— REQUIREMENT —
The answer should be an exact copy of the lines from the one with "Exercise. Mark the boat" through the end of the listing below, with no other lines.

— RECORD EXTRACTS —

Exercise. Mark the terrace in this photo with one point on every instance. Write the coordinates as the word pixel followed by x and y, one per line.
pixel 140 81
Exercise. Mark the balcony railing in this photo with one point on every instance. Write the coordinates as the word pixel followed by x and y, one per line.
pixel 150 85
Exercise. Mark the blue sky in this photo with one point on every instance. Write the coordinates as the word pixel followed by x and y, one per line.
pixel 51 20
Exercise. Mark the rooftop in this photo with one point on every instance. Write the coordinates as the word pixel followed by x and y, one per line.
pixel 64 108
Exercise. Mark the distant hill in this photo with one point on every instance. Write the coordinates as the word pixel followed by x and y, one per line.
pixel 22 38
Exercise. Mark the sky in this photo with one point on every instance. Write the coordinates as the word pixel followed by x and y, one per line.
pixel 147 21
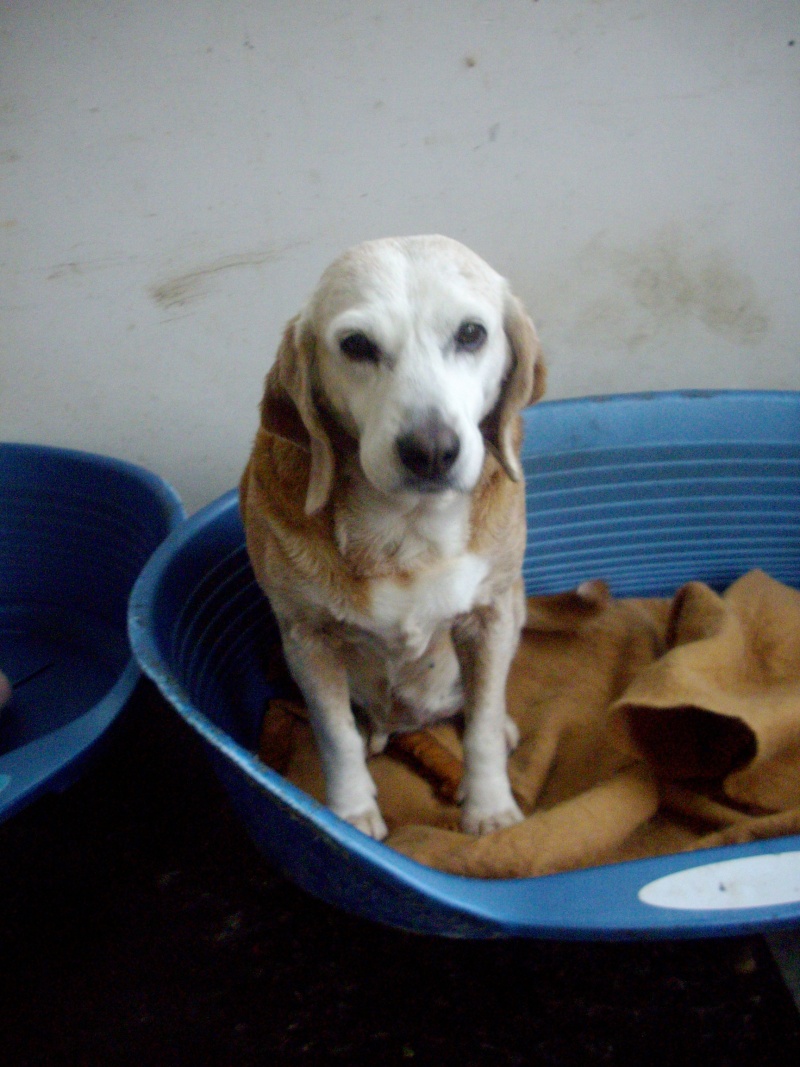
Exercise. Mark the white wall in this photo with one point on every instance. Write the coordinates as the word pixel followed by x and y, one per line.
pixel 175 174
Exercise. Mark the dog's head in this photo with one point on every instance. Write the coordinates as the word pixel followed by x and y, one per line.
pixel 416 349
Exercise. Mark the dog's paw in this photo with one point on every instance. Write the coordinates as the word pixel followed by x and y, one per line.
pixel 488 806
pixel 368 821
pixel 480 822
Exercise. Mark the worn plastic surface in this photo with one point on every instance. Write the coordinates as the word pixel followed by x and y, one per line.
pixel 644 491
pixel 75 531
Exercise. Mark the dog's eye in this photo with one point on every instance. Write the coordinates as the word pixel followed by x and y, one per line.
pixel 470 336
pixel 358 348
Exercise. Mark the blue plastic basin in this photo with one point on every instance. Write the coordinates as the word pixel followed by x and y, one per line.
pixel 646 492
pixel 75 531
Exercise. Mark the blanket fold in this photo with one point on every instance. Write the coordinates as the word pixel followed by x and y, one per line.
pixel 646 727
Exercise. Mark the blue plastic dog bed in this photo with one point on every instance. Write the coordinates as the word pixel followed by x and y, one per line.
pixel 646 492
pixel 75 531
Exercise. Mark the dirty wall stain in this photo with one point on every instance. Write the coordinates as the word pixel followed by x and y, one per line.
pixel 192 285
pixel 632 295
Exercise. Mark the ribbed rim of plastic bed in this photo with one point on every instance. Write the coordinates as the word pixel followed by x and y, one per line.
pixel 54 759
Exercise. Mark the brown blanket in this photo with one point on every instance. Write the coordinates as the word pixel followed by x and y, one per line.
pixel 646 726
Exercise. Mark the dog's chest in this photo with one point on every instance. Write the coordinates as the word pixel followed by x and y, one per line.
pixel 408 610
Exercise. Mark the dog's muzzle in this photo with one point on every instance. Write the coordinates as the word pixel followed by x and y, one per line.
pixel 428 452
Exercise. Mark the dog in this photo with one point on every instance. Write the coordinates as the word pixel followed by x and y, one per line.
pixel 384 510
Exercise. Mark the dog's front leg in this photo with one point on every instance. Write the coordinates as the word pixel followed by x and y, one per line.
pixel 486 642
pixel 320 673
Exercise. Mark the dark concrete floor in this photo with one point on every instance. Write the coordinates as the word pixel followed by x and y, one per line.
pixel 139 925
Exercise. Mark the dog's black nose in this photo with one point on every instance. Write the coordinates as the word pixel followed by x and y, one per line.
pixel 429 450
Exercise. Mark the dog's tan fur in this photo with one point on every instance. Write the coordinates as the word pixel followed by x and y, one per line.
pixel 408 604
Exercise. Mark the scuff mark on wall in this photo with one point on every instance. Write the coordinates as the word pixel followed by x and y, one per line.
pixel 191 286
pixel 628 296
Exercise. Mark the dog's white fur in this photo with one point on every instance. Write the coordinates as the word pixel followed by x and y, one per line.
pixel 397 594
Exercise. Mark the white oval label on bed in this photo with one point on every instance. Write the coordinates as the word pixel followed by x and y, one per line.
pixel 754 881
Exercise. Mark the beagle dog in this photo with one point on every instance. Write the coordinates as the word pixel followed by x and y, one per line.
pixel 384 510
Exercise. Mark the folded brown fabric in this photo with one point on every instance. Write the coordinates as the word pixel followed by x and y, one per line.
pixel 646 727
pixel 724 701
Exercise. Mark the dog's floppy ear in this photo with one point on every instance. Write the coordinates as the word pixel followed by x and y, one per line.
pixel 289 411
pixel 524 384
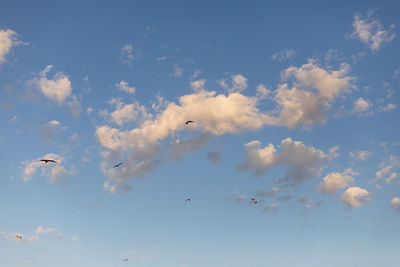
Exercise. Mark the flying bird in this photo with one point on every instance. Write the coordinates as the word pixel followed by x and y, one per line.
pixel 117 165
pixel 48 160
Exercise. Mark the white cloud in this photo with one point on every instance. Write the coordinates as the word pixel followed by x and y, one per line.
pixel 361 155
pixel 388 107
pixel 361 105
pixel 123 86
pixel 50 129
pixel 8 39
pixel 386 167
pixel 214 157
pixel 314 90
pixel 396 204
pixel 57 89
pixel 178 71
pixel 263 92
pixel 284 55
pixel 53 171
pixel 24 262
pixel 127 54
pixel 273 208
pixel 198 85
pixel 304 161
pixel 239 83
pixel 355 196
pixel 125 113
pixel 334 181
pixel 371 32
pixel 214 115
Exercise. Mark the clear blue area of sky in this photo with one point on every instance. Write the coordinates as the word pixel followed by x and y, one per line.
pixel 221 39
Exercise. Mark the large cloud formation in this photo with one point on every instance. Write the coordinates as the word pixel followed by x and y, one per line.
pixel 8 39
pixel 371 32
pixel 303 99
pixel 304 161
pixel 58 89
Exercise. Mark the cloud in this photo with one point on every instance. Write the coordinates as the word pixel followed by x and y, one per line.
pixel 385 168
pixel 355 197
pixel 334 181
pixel 396 204
pixel 53 171
pixel 128 54
pixel 125 113
pixel 123 86
pixel 198 85
pixel 213 157
pixel 313 91
pixel 371 32
pixel 178 71
pixel 8 40
pixel 283 55
pixel 50 129
pixel 239 83
pixel 24 262
pixel 127 254
pixel 215 115
pixel 179 147
pixel 270 193
pixel 388 107
pixel 361 155
pixel 360 105
pixel 273 208
pixel 58 89
pixel 304 161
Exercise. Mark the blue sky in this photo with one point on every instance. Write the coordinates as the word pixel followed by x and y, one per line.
pixel 295 104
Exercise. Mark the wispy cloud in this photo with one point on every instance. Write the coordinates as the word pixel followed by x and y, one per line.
pixel 371 32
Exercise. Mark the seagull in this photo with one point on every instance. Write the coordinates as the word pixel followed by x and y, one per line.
pixel 117 165
pixel 48 160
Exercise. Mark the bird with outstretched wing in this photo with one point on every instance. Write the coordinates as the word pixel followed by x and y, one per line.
pixel 117 165
pixel 48 160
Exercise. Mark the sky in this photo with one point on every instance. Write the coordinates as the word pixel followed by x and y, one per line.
pixel 294 104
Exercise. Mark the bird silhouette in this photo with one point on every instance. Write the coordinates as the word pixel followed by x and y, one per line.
pixel 48 160
pixel 117 165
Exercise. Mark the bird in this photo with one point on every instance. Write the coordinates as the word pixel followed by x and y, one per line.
pixel 117 165
pixel 48 160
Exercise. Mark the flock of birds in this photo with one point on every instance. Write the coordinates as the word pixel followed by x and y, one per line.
pixel 46 161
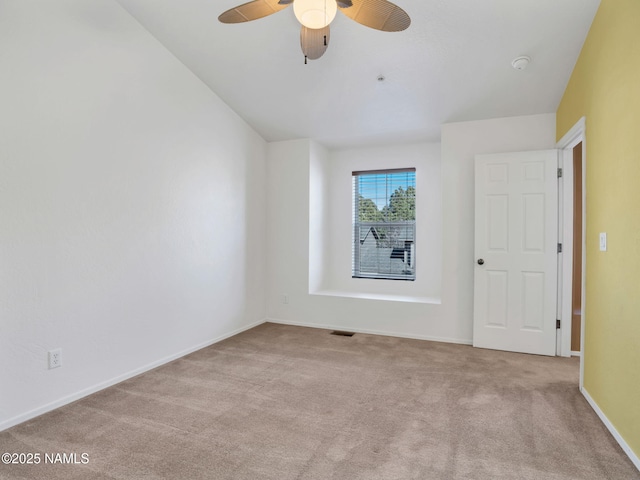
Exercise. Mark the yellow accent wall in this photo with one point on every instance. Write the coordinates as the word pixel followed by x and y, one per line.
pixel 605 88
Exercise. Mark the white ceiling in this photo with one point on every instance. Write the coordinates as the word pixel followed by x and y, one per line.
pixel 452 64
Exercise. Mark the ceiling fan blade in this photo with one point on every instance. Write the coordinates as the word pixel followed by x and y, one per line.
pixel 379 14
pixel 252 11
pixel 314 42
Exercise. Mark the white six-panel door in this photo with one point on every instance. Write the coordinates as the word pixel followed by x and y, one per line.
pixel 515 280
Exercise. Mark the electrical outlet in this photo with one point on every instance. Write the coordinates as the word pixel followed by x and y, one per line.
pixel 603 241
pixel 55 358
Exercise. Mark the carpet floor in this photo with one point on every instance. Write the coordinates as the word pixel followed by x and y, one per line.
pixel 282 403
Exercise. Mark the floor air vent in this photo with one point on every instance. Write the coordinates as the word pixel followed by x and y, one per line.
pixel 342 333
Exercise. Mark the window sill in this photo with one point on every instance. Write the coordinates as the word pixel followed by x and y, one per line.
pixel 378 296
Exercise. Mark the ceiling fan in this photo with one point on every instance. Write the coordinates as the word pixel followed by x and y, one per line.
pixel 316 15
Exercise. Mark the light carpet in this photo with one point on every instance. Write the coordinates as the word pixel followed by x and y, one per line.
pixel 283 403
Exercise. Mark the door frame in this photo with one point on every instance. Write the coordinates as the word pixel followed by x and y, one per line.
pixel 575 136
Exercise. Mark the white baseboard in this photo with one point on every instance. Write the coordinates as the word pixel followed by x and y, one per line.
pixel 120 378
pixel 372 332
pixel 625 446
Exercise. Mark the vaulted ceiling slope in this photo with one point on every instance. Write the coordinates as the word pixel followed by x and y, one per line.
pixel 452 64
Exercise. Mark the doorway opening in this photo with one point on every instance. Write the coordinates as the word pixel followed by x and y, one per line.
pixel 571 293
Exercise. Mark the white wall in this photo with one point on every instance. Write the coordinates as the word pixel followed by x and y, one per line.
pixel 132 205
pixel 335 304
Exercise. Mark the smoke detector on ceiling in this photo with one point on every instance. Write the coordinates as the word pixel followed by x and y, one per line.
pixel 520 63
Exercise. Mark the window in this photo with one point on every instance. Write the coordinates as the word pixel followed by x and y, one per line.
pixel 384 224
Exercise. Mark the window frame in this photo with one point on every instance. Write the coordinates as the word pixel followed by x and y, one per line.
pixel 408 250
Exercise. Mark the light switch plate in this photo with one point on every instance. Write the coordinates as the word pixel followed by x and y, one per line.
pixel 603 241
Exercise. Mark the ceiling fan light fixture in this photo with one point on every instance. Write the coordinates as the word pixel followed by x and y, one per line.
pixel 315 13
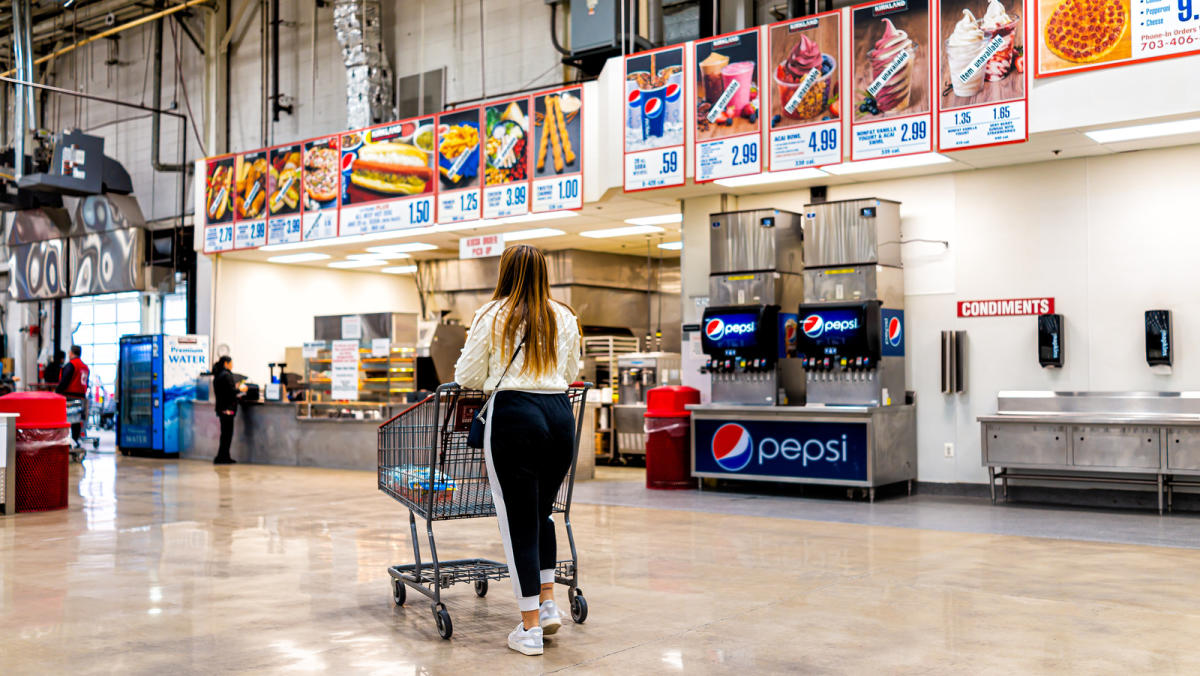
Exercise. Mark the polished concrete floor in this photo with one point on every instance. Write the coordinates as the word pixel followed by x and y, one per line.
pixel 178 567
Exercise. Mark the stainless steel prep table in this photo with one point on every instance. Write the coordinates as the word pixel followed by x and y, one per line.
pixel 1143 438
pixel 888 452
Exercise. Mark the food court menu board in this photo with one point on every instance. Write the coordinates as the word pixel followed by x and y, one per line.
pixel 892 77
pixel 507 159
pixel 558 166
pixel 653 114
pixel 219 204
pixel 250 199
pixel 804 91
pixel 285 184
pixel 322 179
pixel 1083 35
pixel 459 166
pixel 388 177
pixel 981 73
pixel 729 136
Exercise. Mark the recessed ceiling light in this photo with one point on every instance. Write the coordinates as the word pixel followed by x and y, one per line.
pixel 773 177
pixel 655 220
pixel 298 257
pixel 535 233
pixel 1145 131
pixel 406 247
pixel 885 163
pixel 370 263
pixel 622 232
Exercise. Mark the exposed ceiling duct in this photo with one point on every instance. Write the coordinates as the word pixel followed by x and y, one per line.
pixel 369 99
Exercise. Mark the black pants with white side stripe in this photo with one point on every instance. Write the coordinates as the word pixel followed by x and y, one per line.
pixel 529 443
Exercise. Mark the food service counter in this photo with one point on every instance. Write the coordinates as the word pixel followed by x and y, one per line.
pixel 841 446
pixel 273 434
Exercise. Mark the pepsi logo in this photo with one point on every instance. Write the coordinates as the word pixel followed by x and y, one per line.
pixel 814 325
pixel 894 331
pixel 732 447
pixel 653 107
pixel 714 329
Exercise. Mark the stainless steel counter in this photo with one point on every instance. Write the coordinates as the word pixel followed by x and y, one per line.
pixel 1141 438
pixel 846 446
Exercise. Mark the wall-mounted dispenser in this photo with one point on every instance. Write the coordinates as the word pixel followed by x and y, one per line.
pixel 1159 346
pixel 1050 341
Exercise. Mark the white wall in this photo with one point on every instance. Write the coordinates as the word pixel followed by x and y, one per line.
pixel 1107 237
pixel 264 307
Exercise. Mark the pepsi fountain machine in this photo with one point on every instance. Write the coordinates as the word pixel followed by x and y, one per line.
pixel 819 396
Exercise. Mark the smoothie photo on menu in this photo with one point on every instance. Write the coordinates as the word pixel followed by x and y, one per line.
pixel 804 73
pixel 727 93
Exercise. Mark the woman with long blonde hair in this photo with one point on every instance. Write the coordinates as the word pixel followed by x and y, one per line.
pixel 525 346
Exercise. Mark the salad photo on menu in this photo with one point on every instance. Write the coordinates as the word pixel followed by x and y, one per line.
pixel 983 52
pixel 892 60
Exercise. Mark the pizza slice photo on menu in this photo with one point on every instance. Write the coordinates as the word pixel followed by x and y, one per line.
pixel 1079 33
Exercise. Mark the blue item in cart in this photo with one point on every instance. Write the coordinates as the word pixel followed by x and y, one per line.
pixel 413 478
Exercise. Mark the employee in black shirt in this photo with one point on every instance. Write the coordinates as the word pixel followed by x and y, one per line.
pixel 227 389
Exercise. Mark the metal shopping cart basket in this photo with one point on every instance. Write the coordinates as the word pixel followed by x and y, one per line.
pixel 426 465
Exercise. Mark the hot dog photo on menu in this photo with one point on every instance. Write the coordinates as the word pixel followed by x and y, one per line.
pixel 388 162
pixel 892 60
pixel 983 52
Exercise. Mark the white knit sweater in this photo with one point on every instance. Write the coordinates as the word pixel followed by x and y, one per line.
pixel 481 364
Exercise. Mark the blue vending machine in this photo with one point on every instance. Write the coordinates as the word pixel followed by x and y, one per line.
pixel 154 375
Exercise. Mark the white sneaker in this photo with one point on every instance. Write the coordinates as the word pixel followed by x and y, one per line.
pixel 526 641
pixel 550 617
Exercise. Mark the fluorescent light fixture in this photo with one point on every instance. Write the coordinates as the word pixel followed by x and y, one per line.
pixel 535 233
pixel 773 177
pixel 406 247
pixel 655 220
pixel 622 232
pixel 298 257
pixel 533 217
pixel 1145 131
pixel 370 263
pixel 886 163
pixel 389 256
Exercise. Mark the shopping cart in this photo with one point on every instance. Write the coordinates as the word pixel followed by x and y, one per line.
pixel 426 465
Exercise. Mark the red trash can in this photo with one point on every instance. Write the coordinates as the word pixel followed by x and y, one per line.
pixel 43 446
pixel 667 437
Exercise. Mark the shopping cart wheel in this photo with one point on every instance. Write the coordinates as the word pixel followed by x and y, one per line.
pixel 443 618
pixel 579 608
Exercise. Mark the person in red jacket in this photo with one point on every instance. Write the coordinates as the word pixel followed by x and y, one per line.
pixel 73 384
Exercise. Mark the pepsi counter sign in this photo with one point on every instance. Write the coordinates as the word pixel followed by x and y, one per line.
pixel 783 448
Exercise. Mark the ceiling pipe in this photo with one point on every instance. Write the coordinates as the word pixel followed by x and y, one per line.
pixel 111 33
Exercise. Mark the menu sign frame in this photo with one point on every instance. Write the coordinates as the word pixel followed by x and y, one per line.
pixel 1168 36
pixel 654 149
pixel 379 166
pixel 892 69
pixel 803 127
pixel 507 185
pixel 727 127
pixel 460 181
pixel 983 88
pixel 551 189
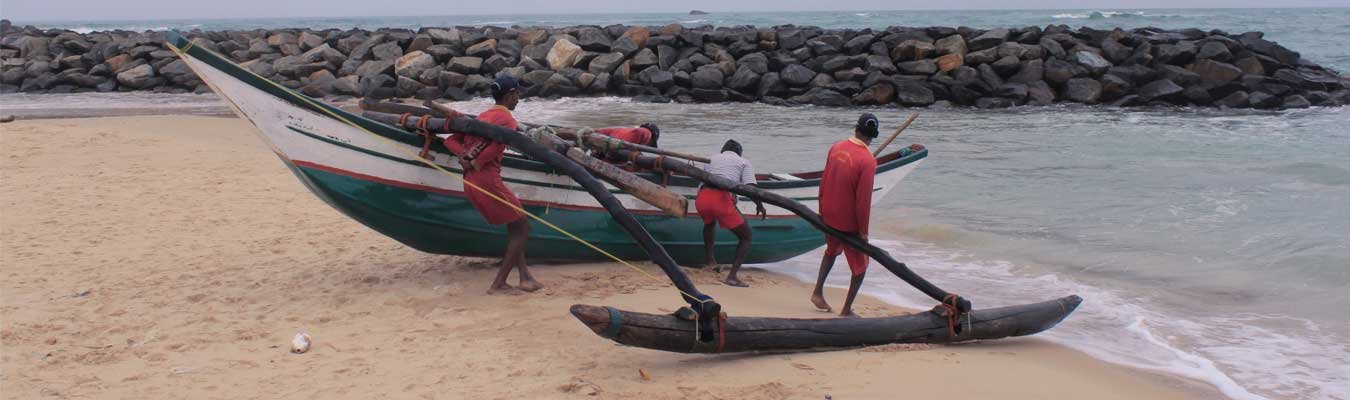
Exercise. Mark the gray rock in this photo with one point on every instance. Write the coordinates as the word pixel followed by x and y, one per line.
pixel 758 62
pixel 991 38
pixel 388 52
pixel 1030 72
pixel 857 43
pixel 770 84
pixel 413 64
pixel 1114 52
pixel 851 75
pixel 911 93
pixel 797 76
pixel 605 62
pixel 1040 93
pixel 744 79
pixel 466 65
pixel 982 56
pixel 951 45
pixel 1180 53
pixel 594 39
pixel 821 96
pixel 1214 50
pixel 1006 65
pixel 1087 91
pixel 139 77
pixel 1215 70
pixel 706 77
pixel 1160 89
pixel 1234 100
pixel 1092 62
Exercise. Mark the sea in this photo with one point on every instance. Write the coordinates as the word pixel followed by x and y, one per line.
pixel 1212 245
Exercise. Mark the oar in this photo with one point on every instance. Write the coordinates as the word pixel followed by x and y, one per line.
pixel 895 134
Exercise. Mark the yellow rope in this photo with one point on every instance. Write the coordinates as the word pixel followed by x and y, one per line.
pixel 388 141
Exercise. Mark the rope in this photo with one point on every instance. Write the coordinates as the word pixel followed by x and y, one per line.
pixel 953 316
pixel 436 166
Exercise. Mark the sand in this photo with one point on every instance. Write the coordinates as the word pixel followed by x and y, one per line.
pixel 174 257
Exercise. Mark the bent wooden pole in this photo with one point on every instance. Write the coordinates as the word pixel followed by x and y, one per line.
pixel 899 269
pixel 670 333
pixel 542 153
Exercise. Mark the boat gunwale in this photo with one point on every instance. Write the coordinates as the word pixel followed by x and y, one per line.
pixel 326 110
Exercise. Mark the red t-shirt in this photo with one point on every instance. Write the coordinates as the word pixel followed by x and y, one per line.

— ANSWER TO THIS PROBLEM —
Exercise. Mark the boat gunwale in this photo with one point on every instance. Write the coordinates as the word pixel followed by x and y, one per line.
pixel 326 110
Exercise. Mark the red t-shirt in this photo with one point on every instance. Write the coordinates as the word pixel followed by x and y, one per line.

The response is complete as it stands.